- [Passage]
####

Gadellnet Company Headquarters, 1520 S. Vandeventer

Obscured by the Vandeventer viaduct and composed of buildings from the 1930s through the 1980s, the former metal fabrication facility of the Lunar Tool Company is not among St. Louis' most recognizable buildings. But that's beside the point. Cities derive identity from a diversity of building types, strangely placed buildings that tell stories about how the organization of space has changed over time, and the continued use of buildings that have stories to tell about how neighborhoods evolve.  Part of the Liggett-Meyers National Register District, these buildings and the surrounding neighborhood are reminders of the area's working-class, industrial roots. Their new use as the headquarters for the I.T. Firm Gadellnet speaks to the neighborhood's changing trajectory in the 21st century. In

transforming the building, the Central Design Office and UIC created an open, collaborative workplace while still maintaining opportunities for focus and privacy.  Much of the building's historic character is preserved including the manager's overlook and the massive crane above the reception area, which now helps to support the loft space. The restoration of the barn doors in the lounge allows for a connection to the outside during nice weather and the building blends the old character of the machine shop with the modern aesthetic of a technology company, complete with the requisite ping pong table.  Congratulations to UIC, the Central Design Office, UIC Constructors and Gadellnet for seeing opportunity in a building that most others would have missed.

Howards in Soulard

This building was known as the HI-Way Bar for many years but for at least the last four years it was known as the highly visible and potentially very beautiful building across from Anheuser Busch where a squatter and his dog lived with no electricity or water. The interior of the building was in horrible condition, full of abandoned furniture, clothing, trash, rotten food, and, well, other things. Jennifer Sims Taylor who submitted the nomination suggested that if we gave an award for most improved odor, this building would have won it as well.

####

- [Stored data]
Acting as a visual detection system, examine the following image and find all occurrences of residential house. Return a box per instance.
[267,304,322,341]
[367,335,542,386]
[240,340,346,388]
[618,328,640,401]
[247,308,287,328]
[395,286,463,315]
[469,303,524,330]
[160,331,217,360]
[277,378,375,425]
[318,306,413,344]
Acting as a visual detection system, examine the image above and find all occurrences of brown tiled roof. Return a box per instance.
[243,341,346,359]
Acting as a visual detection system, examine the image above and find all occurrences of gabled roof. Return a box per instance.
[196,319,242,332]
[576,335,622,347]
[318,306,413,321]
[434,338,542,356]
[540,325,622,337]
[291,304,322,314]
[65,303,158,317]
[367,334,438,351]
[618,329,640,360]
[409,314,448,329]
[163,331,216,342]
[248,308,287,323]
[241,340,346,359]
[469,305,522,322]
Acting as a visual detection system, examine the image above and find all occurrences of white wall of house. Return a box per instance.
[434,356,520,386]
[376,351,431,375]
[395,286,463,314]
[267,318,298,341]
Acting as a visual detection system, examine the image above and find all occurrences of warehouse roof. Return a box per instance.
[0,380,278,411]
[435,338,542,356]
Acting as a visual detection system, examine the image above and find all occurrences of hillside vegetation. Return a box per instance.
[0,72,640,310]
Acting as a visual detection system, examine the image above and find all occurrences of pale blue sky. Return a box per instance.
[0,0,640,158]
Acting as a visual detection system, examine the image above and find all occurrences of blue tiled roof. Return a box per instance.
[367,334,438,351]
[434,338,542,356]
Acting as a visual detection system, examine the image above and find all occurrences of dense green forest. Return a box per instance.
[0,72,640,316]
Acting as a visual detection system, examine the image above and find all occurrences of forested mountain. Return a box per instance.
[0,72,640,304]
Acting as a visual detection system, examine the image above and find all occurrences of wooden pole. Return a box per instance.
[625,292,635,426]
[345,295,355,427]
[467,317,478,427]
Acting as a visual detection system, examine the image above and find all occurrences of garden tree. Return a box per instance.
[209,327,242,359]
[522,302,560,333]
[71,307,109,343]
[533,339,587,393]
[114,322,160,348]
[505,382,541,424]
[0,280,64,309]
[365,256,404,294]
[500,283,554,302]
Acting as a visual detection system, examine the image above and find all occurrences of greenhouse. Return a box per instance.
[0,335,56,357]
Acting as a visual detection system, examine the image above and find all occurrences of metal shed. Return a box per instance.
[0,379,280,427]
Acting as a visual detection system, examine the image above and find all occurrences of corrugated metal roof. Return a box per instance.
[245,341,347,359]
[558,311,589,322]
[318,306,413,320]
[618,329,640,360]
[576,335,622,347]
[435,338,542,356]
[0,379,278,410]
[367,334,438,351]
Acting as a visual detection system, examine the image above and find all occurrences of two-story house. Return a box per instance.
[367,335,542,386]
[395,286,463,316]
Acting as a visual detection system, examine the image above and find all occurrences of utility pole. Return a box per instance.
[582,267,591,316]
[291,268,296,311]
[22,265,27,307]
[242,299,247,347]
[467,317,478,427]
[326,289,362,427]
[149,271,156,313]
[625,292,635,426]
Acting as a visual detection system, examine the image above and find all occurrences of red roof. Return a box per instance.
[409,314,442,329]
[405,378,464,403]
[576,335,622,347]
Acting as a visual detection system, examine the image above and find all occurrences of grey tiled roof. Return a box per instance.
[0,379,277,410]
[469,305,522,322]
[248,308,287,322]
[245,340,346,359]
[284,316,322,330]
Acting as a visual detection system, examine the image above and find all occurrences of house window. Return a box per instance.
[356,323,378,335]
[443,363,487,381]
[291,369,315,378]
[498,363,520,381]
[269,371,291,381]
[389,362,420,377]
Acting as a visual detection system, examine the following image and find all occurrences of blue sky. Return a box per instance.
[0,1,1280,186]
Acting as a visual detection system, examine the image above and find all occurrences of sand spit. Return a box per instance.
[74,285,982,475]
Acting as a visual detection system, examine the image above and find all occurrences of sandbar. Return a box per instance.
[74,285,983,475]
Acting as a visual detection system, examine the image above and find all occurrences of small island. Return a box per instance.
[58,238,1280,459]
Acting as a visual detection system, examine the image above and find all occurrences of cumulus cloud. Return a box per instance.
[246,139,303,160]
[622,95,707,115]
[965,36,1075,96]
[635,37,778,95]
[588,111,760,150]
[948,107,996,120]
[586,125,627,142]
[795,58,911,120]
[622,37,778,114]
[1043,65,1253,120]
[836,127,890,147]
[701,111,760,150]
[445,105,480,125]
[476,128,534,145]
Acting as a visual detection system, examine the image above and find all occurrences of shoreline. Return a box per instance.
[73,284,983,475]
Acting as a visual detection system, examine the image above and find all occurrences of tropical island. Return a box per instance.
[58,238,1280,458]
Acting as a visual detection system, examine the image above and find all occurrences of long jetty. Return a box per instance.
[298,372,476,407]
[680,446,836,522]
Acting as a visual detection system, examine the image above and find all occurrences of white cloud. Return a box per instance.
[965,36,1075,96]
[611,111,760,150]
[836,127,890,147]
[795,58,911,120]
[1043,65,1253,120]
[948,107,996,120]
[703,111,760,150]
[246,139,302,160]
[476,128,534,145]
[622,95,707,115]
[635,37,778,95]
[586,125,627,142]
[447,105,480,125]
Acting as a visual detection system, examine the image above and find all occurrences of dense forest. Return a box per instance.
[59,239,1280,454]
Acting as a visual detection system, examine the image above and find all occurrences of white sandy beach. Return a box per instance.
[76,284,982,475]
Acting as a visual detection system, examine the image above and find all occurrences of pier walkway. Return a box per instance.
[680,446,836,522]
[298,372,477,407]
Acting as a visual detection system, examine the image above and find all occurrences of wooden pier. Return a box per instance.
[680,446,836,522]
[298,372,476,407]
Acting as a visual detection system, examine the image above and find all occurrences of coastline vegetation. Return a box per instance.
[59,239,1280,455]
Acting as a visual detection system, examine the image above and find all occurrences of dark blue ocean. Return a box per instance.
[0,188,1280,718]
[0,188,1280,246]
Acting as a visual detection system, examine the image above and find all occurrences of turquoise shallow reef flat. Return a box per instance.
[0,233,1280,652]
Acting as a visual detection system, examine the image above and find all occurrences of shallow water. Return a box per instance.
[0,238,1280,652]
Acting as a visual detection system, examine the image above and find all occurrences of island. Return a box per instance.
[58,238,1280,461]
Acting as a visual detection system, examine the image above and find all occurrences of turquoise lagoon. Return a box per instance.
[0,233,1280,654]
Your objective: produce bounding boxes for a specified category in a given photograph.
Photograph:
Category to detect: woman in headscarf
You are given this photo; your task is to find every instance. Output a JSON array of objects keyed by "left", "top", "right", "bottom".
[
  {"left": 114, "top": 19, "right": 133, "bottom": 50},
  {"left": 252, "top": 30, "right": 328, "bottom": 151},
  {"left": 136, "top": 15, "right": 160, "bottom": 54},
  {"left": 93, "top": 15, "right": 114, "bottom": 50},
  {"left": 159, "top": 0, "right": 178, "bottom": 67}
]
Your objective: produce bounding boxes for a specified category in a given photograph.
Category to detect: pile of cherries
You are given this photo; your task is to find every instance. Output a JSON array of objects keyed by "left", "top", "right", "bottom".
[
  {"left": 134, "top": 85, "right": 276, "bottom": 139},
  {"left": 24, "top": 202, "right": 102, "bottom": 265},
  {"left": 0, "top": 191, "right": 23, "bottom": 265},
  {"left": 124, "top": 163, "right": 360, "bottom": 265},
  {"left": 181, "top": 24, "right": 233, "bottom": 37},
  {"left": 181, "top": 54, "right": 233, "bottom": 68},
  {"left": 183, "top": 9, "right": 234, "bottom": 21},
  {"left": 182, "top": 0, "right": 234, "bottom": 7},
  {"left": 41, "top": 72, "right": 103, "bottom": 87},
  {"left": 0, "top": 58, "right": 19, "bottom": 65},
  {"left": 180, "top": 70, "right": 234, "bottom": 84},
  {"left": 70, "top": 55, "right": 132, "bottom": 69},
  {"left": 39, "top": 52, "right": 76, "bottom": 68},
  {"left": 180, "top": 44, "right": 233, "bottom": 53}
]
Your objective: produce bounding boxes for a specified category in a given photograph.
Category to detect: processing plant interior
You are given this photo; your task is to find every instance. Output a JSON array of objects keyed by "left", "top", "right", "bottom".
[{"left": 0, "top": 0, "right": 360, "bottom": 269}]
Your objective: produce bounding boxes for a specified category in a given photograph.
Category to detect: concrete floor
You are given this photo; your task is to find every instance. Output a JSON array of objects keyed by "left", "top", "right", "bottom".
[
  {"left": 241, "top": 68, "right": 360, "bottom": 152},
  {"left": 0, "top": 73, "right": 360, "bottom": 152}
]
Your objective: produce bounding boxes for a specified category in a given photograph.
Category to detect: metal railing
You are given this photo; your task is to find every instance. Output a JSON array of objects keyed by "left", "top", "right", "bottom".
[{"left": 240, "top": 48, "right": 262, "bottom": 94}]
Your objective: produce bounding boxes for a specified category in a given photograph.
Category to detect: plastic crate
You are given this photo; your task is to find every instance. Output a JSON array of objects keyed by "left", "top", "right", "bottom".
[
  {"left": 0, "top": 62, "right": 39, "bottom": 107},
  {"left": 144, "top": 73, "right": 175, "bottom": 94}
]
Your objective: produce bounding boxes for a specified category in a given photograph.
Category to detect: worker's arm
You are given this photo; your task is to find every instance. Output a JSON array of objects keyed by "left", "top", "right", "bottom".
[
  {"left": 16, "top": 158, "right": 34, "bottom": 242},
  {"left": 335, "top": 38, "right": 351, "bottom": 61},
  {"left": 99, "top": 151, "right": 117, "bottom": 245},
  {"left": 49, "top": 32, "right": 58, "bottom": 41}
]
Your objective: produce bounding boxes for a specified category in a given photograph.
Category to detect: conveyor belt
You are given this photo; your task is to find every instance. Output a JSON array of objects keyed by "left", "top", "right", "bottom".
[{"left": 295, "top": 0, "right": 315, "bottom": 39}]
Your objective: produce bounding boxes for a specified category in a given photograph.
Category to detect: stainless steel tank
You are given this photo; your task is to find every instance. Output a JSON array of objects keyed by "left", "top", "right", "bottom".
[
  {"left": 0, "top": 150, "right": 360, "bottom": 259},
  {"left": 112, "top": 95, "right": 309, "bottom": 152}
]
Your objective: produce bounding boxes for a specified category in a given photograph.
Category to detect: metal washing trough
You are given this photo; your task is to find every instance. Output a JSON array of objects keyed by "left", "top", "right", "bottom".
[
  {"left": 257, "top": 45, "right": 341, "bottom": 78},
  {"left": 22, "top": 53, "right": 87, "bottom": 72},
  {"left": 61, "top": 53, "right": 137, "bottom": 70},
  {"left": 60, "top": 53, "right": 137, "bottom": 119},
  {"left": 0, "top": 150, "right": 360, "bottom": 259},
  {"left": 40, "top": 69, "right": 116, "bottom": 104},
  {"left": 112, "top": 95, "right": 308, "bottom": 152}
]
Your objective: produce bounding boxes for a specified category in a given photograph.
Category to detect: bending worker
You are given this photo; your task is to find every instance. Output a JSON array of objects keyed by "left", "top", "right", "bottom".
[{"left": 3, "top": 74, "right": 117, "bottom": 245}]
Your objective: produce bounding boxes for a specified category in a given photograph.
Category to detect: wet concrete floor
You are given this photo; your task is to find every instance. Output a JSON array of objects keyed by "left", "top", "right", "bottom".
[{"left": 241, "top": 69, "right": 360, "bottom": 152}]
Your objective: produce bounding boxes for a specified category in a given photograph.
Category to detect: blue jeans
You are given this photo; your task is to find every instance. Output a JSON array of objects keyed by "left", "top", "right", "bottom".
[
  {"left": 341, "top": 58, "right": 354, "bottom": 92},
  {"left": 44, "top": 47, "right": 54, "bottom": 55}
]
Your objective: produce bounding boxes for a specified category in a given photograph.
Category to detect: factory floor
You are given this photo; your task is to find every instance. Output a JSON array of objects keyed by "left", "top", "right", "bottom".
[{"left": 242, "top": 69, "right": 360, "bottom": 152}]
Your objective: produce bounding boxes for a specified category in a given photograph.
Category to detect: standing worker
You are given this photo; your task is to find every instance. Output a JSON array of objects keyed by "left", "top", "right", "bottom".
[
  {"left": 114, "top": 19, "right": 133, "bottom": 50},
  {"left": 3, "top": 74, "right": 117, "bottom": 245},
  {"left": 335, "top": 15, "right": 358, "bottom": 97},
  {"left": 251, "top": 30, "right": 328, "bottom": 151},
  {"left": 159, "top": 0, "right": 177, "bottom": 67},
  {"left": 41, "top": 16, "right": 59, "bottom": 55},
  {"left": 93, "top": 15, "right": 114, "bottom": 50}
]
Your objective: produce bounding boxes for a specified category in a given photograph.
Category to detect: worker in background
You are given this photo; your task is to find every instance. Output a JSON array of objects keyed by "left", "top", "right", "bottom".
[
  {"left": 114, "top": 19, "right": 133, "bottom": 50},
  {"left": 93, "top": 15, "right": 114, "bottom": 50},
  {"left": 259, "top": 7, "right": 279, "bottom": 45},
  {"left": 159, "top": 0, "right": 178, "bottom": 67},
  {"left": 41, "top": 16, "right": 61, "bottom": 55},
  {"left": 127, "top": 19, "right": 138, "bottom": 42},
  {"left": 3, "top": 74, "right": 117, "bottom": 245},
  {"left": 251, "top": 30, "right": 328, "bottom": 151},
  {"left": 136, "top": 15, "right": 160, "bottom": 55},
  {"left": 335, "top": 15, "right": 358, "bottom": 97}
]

####

Output the part of the passage on St. Louis buildings starting with "transforming the building, the" and going on through "would have missed.", word for word. The material has nothing to do with the passage on St. Louis buildings.

transforming the building, the Central Design Office and UIC created an open, collaborative workplace while still maintaining opportunities for focus and privacy.  Much of the building's historic character is preserved including the manager's overlook and the massive crane above the reception area, which now helps to support the loft space. The restoration of the barn doors in the lounge allows for a connection to the outside during nice weather and the building blends the old character of the machine shop with the modern aesthetic of a technology company, complete with the requisite ping pong table.  Congratulations to UIC, the Central Design Office, UIC Constructors and Gadellnet for seeing opportunity in a building that most others would have missed.